**Selected excerpt**.
I have often wondered how the home-schooled fared compared with their classbound peers. While advocates make glowing claims — that the home-schooled do better on their college boards and vote more often — there is little hard data on achievement.
Okay.  Kids get picked on at school by bullies....that sounds to me like an indictment of the school environment more than anything else.

Essentially, it was an anti-homeschooling piece written by a sullen anti-homeschooling, homeschooled girl for good measure. This is precisely how the Times operates with EVERY subject. It's like when they given John McCain space to bash the Republicans or Warren Buffet  a column to bash the wealthy.

The irony, of course, is that most of the Times-type people who homeschool, and there are plenty of them, take PRECISELY this bohemian, unschooling approach. I've personally met a bunch of them - organic eco-planet worshipers who post messages on homeschooling forums about supporting Al Gore and Occupy Wall Street.

Furthermore, the supposed 83% who homeschool for *religious/moral reasons* are the ones who most certainly follow curricula and provide academic rigor.  Most of the kids are wearing shoes too.

Now I want those 10 minutes back I wasted reading that tripe!

3 comments:

Anonymous said...

Well tell the NYT that as a junior in college in a Freshman class (transferred and changed majors so playing a bit of catch up) that kids in 'real' school don't know how to write. They can't write research papers. According to them no one taught them. They can't research period. They can't take nuanced ideas and research concepts dealing with it, connect dots and synthesize their own ideas. They simply can't. In our group projects, I, the upperclassman, have to take charge of the group otherwise they repeatedly type in the same nuanced topic into google and get frustrated when they pull up the same useless websites, if they pull up anything at all twenty times because they haven't the slightest clue as to how to come up with concepts that deal with the topic and go off of those. Tell them how my college has to have CRITICAL THINKING EXAMS in order to gauge how no-child-left-unscrewed has ruined these kids. While most of them are genuinely lazy idiots, the fact that they can't do anything but fill out bubbles and thus fail out of college is sickening. This is not from a professor, or an analyst. This is from a student who has had to carry three groups on my back because if I wasn't there they'd just stare into space at a loss for what to do. I don't blame them. I pity them and hope that my schools resources can save the day...this is just sad. Sure, I went to public school, but my mother also made sure that I knew how to read before I stepped foot into kindergarten. She took me to libraries and ballets and museums and taught me outside of the classroom. I grew up in the library. Now, I never read books except Jane Eyre. Why? Because I'm much more satisfied writing my own plots and formulating my own characters. I don't say this to brag but to show that even if you don't home-school, some involvement from the parent is needed to keep these kids from somehow squeezing into college and failing out because they can't do anything but fill bubbles. Honestly, a lack of critical thinking skills creates sheople, and sheople create a situation like that of Nazi Germany (not to say that that's what created the first Nazi Germany, but in the future one like it could sprout from this stupidity). Yeah, I'm so going to spend 10 years in higher education to quit my six figure job and home-school my kids. It really is that important. Unless the school system fixes itself, but I have a feeling its going to be a lot worse by the time I have kids.

**Extracted information**.
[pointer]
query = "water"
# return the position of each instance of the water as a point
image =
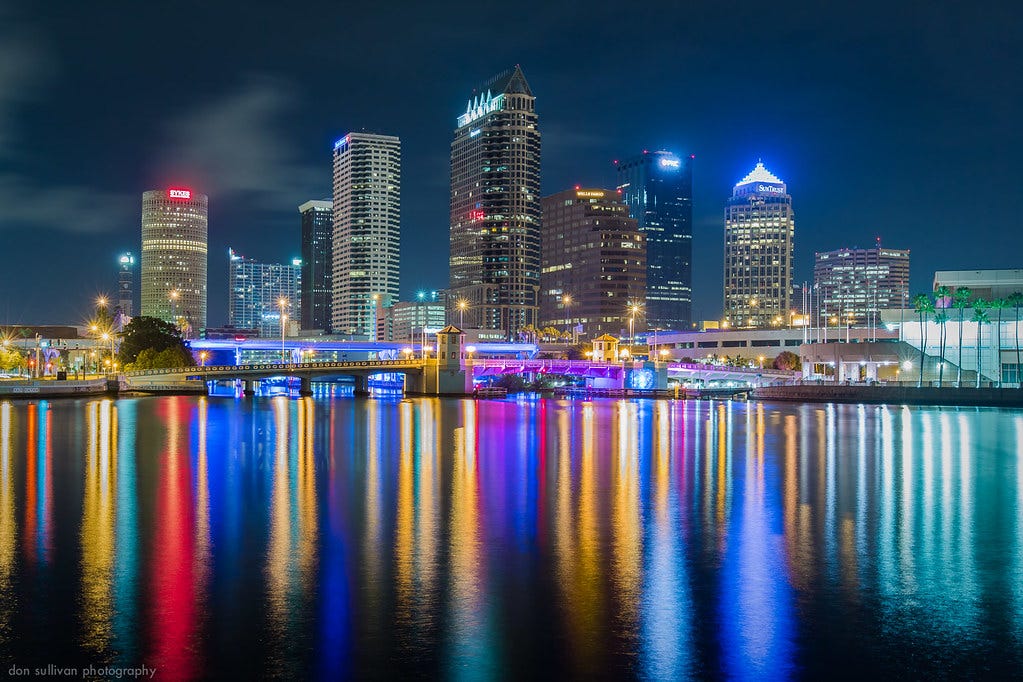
(223, 538)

**Task instructions**.
A. In the homeschooling blog post, what percentage of homeschoolers are said to homeschool for religious or moral reasons?
B. Continue the homeschooling blog post from the point where it stops.

**Task-by-task results**.
A. 83%

B.
CaptiousNut said...

Few Big Gov't systems can actually *fix themselves*.

Furthermore, who says the edu-system is actually broken?

It's doing exactly what it was designed to do - create consumers (of goods and opinions) and slaves (mind, wage, debt).

Viewed in light of its original design it has been wildly successful. Seriously.

Read John Gatto.

Laura said...

Agreed, a horrible and truly pointless article. No one anecdote about homeschooling proves anything about homeschooling in general. Or, for that matter, one person's experience of public school doesn't proves anything either. That's why the point Anonymous makes is so important. Parental involvement makes a huge difference.